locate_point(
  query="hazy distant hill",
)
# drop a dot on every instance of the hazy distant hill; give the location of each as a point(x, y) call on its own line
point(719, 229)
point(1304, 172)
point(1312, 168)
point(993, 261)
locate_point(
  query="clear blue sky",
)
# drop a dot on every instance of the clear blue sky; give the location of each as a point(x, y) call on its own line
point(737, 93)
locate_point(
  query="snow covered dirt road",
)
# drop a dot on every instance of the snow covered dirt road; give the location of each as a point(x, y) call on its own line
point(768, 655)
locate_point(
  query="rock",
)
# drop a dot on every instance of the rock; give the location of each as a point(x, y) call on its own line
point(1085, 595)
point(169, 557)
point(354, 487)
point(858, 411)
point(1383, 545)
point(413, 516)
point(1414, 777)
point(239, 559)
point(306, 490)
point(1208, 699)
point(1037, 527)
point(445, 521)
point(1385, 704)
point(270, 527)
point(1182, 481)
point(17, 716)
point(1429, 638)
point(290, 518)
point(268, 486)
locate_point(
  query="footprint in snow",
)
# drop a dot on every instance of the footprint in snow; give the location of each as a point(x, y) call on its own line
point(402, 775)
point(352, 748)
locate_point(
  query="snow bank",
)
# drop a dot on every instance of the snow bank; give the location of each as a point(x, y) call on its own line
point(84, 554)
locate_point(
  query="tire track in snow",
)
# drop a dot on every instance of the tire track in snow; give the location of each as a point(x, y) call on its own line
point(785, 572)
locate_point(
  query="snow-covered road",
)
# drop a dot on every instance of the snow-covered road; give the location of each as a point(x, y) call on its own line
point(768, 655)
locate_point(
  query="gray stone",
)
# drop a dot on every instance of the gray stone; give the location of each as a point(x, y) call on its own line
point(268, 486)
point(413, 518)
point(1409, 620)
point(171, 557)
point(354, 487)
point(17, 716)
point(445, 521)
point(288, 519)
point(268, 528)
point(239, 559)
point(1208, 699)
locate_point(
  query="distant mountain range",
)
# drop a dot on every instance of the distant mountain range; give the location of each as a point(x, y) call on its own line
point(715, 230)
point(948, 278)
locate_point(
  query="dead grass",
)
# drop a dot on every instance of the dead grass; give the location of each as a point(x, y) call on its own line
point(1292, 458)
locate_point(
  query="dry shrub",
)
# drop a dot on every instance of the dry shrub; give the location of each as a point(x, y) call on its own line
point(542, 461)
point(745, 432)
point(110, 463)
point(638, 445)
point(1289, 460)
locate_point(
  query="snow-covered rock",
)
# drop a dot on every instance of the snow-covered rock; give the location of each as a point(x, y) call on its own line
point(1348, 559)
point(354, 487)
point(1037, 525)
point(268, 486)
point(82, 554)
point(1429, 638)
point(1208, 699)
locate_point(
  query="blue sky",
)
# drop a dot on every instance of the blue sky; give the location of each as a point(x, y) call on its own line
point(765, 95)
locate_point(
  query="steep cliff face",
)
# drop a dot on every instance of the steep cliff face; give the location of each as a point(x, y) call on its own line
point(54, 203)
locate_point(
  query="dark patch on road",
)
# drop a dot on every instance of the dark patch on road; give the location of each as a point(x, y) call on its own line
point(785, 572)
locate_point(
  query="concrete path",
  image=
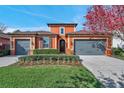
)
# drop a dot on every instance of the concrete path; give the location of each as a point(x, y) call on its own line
point(8, 60)
point(110, 71)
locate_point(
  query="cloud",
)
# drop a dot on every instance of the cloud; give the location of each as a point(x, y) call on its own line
point(42, 28)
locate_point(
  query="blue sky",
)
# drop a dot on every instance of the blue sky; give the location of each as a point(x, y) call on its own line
point(36, 17)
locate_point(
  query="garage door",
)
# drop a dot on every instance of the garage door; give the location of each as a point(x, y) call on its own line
point(89, 47)
point(22, 47)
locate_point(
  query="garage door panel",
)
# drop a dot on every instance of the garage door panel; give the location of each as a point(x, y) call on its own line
point(89, 47)
point(22, 47)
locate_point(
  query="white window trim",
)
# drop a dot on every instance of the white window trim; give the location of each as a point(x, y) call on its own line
point(60, 30)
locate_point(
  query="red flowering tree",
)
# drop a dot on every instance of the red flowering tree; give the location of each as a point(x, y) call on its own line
point(106, 19)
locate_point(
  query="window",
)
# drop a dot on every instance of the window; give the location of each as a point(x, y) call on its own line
point(46, 42)
point(62, 30)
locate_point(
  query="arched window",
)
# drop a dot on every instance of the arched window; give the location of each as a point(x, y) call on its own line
point(62, 30)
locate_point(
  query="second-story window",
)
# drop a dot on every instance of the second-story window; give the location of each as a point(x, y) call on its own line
point(62, 30)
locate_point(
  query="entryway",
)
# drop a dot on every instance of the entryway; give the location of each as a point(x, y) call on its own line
point(22, 46)
point(62, 46)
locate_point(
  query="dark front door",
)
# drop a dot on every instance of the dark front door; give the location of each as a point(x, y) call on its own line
point(62, 46)
point(22, 46)
point(89, 47)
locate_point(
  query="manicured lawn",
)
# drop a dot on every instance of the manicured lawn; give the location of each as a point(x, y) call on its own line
point(119, 57)
point(53, 76)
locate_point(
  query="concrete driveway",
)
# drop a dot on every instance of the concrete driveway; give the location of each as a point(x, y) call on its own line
point(8, 60)
point(110, 71)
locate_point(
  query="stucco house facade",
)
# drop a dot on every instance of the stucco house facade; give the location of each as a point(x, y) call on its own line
point(4, 41)
point(65, 38)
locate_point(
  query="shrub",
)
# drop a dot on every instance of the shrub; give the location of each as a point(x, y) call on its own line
point(50, 59)
point(117, 51)
point(45, 51)
point(4, 52)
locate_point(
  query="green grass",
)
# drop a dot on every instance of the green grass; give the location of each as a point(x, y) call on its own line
point(119, 57)
point(47, 76)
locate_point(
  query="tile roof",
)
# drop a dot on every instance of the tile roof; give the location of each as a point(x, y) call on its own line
point(84, 32)
point(18, 32)
point(2, 35)
point(75, 24)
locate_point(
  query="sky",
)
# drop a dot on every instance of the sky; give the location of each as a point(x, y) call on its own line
point(36, 17)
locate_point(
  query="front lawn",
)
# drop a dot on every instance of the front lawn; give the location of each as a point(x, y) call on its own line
point(118, 53)
point(44, 76)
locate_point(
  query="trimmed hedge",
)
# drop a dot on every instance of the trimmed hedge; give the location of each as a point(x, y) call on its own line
point(4, 52)
point(45, 51)
point(49, 59)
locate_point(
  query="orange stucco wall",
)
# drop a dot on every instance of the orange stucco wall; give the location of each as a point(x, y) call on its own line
point(34, 43)
point(69, 40)
point(108, 40)
point(55, 29)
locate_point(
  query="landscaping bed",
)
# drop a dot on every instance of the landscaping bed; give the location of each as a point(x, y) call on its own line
point(41, 59)
point(47, 76)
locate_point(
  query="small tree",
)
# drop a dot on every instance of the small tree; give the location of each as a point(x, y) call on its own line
point(3, 27)
point(106, 19)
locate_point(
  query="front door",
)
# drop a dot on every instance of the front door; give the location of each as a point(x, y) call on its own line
point(22, 46)
point(62, 46)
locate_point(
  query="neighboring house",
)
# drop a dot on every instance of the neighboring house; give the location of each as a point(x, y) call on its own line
point(65, 38)
point(4, 41)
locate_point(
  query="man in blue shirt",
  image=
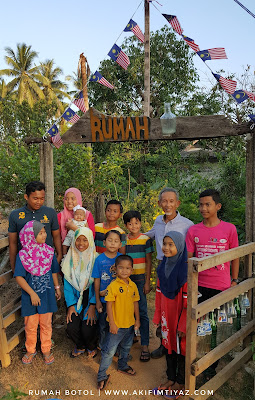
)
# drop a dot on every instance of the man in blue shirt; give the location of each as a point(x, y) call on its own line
point(172, 220)
point(34, 209)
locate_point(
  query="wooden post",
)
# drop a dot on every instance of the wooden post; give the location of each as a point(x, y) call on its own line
point(250, 188)
point(47, 172)
point(146, 107)
point(4, 352)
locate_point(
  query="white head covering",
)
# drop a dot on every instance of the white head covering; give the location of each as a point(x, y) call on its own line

• _Short exercise_:
Go through the data above and transcribe it in full, omitting any image.

• _Final answer_:
locate_point(
  query="hazy distant hill",
)
# drop a dot on every instance of the hazy distant hill; give the location of each as a point(x, y) call on its own line
point(719, 229)
point(1304, 172)
point(1312, 168)
point(993, 261)
locate_point(
  query="clear blue sky",
)
# drop a dot on every instance of the clear blue sky; give the location of each as a point(x, y) call on its own line
point(737, 93)
locate_point(
  query="snow covered dirt road",
)
# drop a dot on every instance of the snow covered dirt road; give the location of each as a point(x, y) call on its own line
point(768, 655)
locate_point(
  query="rock",
)
# drop a dot on every instance of the rock; give the location of each as a point(x, y) call on its own line
point(1085, 595)
point(169, 557)
point(354, 487)
point(858, 411)
point(1383, 545)
point(413, 516)
point(1414, 777)
point(239, 559)
point(306, 490)
point(1208, 699)
point(1037, 527)
point(445, 521)
point(1385, 704)
point(270, 527)
point(1182, 481)
point(17, 716)
point(1429, 638)
point(290, 518)
point(268, 486)
locate_point(
  query="footprint in snow",
)
# drop a dot on every instance of the footprint in snow; give the location of each as a point(x, y) call on its own line
point(402, 775)
point(352, 748)
locate_point(
  query="snow bank",
)
# drop a dot on every instance of the snow bank; give the location of each as a point(x, y) call on its own line
point(84, 554)
locate_point(
  query="tire track in snow",
)
# drop a dot on every instance of the tire track in snow; give the location of each as a point(x, y) call on its own line
point(785, 572)
locate_point(
  query="snow-covered road",
)
# drop a dot on every instance of the snow-covered road; give the location of each as a point(x, y) call on its own line
point(768, 655)
locate_point(
  query="gray stone",
)
# drop a dot on every instance of the gray stone; give the location of each as a point(x, y) call on its own line
point(268, 486)
point(413, 518)
point(1409, 620)
point(171, 557)
point(354, 487)
point(17, 716)
point(445, 521)
point(288, 519)
point(268, 528)
point(239, 559)
point(1208, 699)
locate_point(
  query="distant mountain range",
)
# drop a dot on every instance of the distant mountain range; give the location of each as a point(x, y) call on its own line
point(715, 230)
point(948, 278)
locate_point(
  query="dead grass",
)
# drop a dot on every instance of the dead grass; give the location of each as a point(x, y) call on its own line
point(1292, 458)
locate_point(
  query="dry shrub",
)
# drop a dot on every instance of the dry shrub; give the location of each as a point(x, y) call on its own line
point(542, 461)
point(745, 432)
point(110, 463)
point(638, 445)
point(1289, 460)
locate_point(
  query="snow-covered rock",
)
# drop a dot on every instance of the snow-covered rock; give the location of each as a point(x, y) call on its own line
point(1348, 559)
point(354, 487)
point(1037, 525)
point(268, 486)
point(82, 554)
point(1429, 638)
point(1208, 699)
locate_point(
  query="blue sky",
)
# drop a dot on every instance of the blue sky; give the location of each as a point(x, y) call on its own line
point(765, 95)
locate_point(
  query="steep cliff face",
)
# drop a dot on every instance of the steep cliff face; give the location of each as a point(x, y) call on its own line
point(54, 203)
locate_point(
  query="dark patch on road",
)
# drop a dot on every instance of the dark patch on road; give the location of each as a point(x, y) call on its own line
point(785, 572)
locate_point(
  query="concrete path",
  image=
)
# drop a dot on every instance of the concrete path; give the location of each as a point(x, y) call on its own line
point(8, 60)
point(110, 71)
locate_point(
  query="cloud",
)
# drop a dot on every instance of the cloud; give the location of each as a point(x, y) call on its own line
point(42, 28)
locate_point(
  query="blue sky",
)
# drop a dot on every instance of the blue sky; give the location of each as a point(x, y) call on its own line
point(36, 17)
locate_point(
  query="garage door",
)
# drop a dot on every instance of the garage door; give the location of each as a point(x, y) call on its own line
point(89, 47)
point(22, 47)
locate_point(
  query="garage door panel",
)
# drop a dot on every instance of the garage door panel; give the location of each as a point(x, y) call on its own line
point(89, 47)
point(22, 47)
locate_point(
  query="white window trim",
)
# drop a dot on every instance of the white window trim; give the location of each as a point(x, y) call on its own line
point(60, 30)
locate_point(
  query="red flowering tree",
)
# drop a dot on every instance of the red flowering tree; give the location of each as a point(x, y) call on its own line
point(106, 19)
locate_point(
  query="window",
)
# drop a dot on every instance of the window; give the location of each as a point(x, y) call on its own line
point(46, 42)
point(62, 30)
locate_point(
  query="arched window",
)
# drop a dot on every instance of the arched window; give the location of each as a point(x, y) call on its own line
point(62, 30)
locate_point(
  query="second-story window",
)
# drop a dot on every instance of the second-story window; give the location of each as a point(x, y) call on its own line
point(62, 30)
locate_point(
  query="entryway",
)
# drop a dot on every instance of the entryway; give the location of each as a point(x, y) call on its own line
point(22, 46)
point(62, 46)
locate_point(
  query="dark front door",
)
# drop a dot on every instance of the dark front door; give the location of each as a point(x, y) call on its own line
point(62, 46)
point(22, 46)
point(89, 47)
locate_point(
  query="manicured lawn",
)
# drop a dot on every instance of the manicured lawn; give the location of each as a point(x, y) call on its own line
point(119, 57)
point(53, 76)
locate_point(
  query="concrete driveway",
)
# drop a dot on every instance of the concrete driveway; give the location of each as a point(x, y) call on its own line
point(8, 60)
point(110, 71)
locate_point(
  query="stucco house facade",
)
# drop a dot on every instance of the stucco house facade; give the location of each as a point(x, y) call on its own line
point(4, 41)
point(65, 38)
locate_point(
  query="shrub",
)
# drop a dot on every instance of the shrub; give the location of each as a point(x, y) call on its own line
point(50, 59)
point(117, 51)
point(45, 51)
point(4, 52)
locate_point(
  query="green grass",
)
# drop a dot on every instance of the green grass; give the location of each as a point(x, y) call on its own line
point(119, 57)
point(47, 76)
locate_point(
  query="tile roof",
)
# drop a dot on every instance of the tile roof; give the location of each as a point(x, y) call on its own line
point(84, 32)
point(18, 32)
point(2, 35)
point(75, 24)
locate_point(
  query="sky",
)
# drop a dot on every instance of the sky; give the location of each as a point(x, y) call on its own line
point(36, 17)
locate_point(
  query="front lawn",
)
# drop a dot on every instance of the front lawn; give the location of each as a point(x, y) call on its own line
point(118, 53)
point(44, 76)
locate_point(
  query="trimmed hedge",
)
# drop a dot on every instance of the trimmed hedge; give the location of each as a point(x, y) call on its own line
point(4, 52)
point(45, 51)
point(49, 59)
locate_point(
  query="orange stucco wall",
)
# drop a dot on every instance of the orange stucco wall; give the location of each as a point(x, y) call on its own line
point(34, 43)
point(69, 40)
point(108, 40)
point(55, 29)
locate_point(
  query="landscaping bed",
)
# drop a dot on every instance of the landscaping bed; give the location of each as a point(x, y) call on its own line
point(41, 59)
point(47, 76)
locate_point(
  query="small tree",
)
# drop a dot on every instance of the small tree; give the location of each as a point(x, y) call on its own line
point(3, 27)
point(106, 19)
locate_point(
  query="front door",
)
# drop a dot on every instance of the front door; give the location of each as a point(x, y) call on its own line
point(22, 46)
point(62, 46)
locate_point(
  query="neighboring house",
)
# drop a dot on every instance of the neighboring house; give the location of each as a point(x, y) call on its own line
point(65, 38)
point(4, 41)
locate_point(
  query="man in blue shirt",
  image=
)
# drop a dot on every instance of the man in blue shirt; give the location of each as a point(x, y) call on its own line
point(172, 220)
point(34, 209)
locate_point(
  query="wooden post",
)
# drop a dot on every instance of the wooden post; give the location of each as a point(x, y) call on its own line
point(250, 188)
point(47, 172)
point(146, 107)
point(4, 352)
locate_point(
  query="white head covering",
)
# drop a dot on every instance of the white head covering; give the location of each as a point(x, y) call on its own line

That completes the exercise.